··· Supplied information
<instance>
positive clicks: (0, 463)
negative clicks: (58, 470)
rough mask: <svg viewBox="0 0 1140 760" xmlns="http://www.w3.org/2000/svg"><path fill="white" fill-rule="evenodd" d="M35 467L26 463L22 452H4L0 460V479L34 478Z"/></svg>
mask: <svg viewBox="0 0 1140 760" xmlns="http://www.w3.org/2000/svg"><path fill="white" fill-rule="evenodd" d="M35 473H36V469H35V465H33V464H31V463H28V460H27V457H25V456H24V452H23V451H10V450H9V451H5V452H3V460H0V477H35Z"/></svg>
······
— Problem requirements —
Your answer should be the material, retyped exactly as written.

— Response for this exercise —
<instance>
positive clicks: (0, 463)
negative clicks: (58, 470)
rough mask: <svg viewBox="0 0 1140 760" xmlns="http://www.w3.org/2000/svg"><path fill="white" fill-rule="evenodd" d="M35 467L26 463L22 452H4L0 460V479L34 478Z"/></svg>
mask: <svg viewBox="0 0 1140 760" xmlns="http://www.w3.org/2000/svg"><path fill="white" fill-rule="evenodd" d="M35 473H36V469H35V465H33V464H31V463H28V460H27V457H25V456H24V452H23V451H10V450H9V451H5V452H3V460H0V477H35Z"/></svg>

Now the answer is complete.